▶ _REQUEST_
Copy every item below verbatim, one per line, without changing any character.

▶ _STORED RECORDS_

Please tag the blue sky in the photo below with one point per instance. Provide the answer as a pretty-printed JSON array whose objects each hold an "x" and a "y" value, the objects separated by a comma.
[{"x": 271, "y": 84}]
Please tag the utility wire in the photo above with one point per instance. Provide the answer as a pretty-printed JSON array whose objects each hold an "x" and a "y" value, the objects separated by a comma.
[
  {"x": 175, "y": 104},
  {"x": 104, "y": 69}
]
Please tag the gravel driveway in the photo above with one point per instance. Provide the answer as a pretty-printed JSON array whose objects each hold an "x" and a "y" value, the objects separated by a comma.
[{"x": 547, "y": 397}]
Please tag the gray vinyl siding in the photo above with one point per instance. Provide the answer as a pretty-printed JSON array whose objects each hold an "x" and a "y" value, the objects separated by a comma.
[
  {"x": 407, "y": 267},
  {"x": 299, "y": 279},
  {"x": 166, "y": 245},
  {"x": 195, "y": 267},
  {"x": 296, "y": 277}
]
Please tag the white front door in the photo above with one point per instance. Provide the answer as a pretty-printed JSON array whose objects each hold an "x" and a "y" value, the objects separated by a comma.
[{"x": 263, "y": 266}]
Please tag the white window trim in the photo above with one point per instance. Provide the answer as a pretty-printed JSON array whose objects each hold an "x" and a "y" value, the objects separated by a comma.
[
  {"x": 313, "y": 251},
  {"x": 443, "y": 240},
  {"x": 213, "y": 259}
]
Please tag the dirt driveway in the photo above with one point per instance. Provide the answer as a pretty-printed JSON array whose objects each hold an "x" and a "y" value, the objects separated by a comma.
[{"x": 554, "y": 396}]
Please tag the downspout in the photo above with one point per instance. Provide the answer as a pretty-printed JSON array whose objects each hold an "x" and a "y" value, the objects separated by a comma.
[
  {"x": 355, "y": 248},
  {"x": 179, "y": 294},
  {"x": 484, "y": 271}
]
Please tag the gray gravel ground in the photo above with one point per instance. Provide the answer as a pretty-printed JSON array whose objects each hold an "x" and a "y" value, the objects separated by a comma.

▶ _SOLUTION TO THIS TASK_
Please tag the blue sky in the photo below with one point per instance. Provide the answer as a pretty-printed JSON array whose objects each hold an "x" and a "y" value, the objects separated by a comma.
[{"x": 271, "y": 84}]
Please tag the utility wire in the photo above with one point per instance. Provide the answer as a pretty-printed JSON array whose objects each hold an "x" and a "y" value, the objects separated by a comma.
[
  {"x": 175, "y": 104},
  {"x": 104, "y": 69}
]
Please tag the gravel driveway in the photo above with one point per instance. Provide the answer as a pretty-printed JSON array whose objects each hold an "x" and a "y" value, the objects separated by a comma.
[{"x": 547, "y": 397}]
Please tag the gray vinyl siding in the photo above with one point per instance. Provide the answer as a pretty-printed JSON array whose objects each hold an "x" and a "y" value, the objects separated by a comma.
[
  {"x": 407, "y": 267},
  {"x": 299, "y": 279},
  {"x": 166, "y": 245},
  {"x": 195, "y": 267},
  {"x": 296, "y": 277}
]
Please tag the white front door in the photo above with one point per instance. Provide the answer as a pretty-printed JSON array whose objects each hold an "x" and a "y" value, the objects separated by a comma.
[{"x": 263, "y": 266}]
Please tag the white window trim in the photo above with one point per instance. Provide the answer as a pretty-printed JSON array whose objects each hold an "x" and a "y" value, the objects separated by a comma.
[
  {"x": 313, "y": 251},
  {"x": 443, "y": 240},
  {"x": 213, "y": 259}
]
Please tag the dirt driveway in the photo above with one point per instance. Provide the answer as a pretty-printed JSON array whose objects each hold an "x" and a "y" value, the objects separated by a comma.
[{"x": 554, "y": 396}]
Please tag the downspout in the photo above with one point per instance. Provide the answer as a pretty-printed JSON array whose objects each hold an "x" and a "y" value, the objects separated by a comma.
[
  {"x": 355, "y": 248},
  {"x": 179, "y": 294},
  {"x": 484, "y": 271}
]
Please tag the gray gravel ground in the photo above with one point per instance. Provide the answer as a pretty-printed JSON array whose objects each hold an "x" and a "y" value, the objects separated by a comma.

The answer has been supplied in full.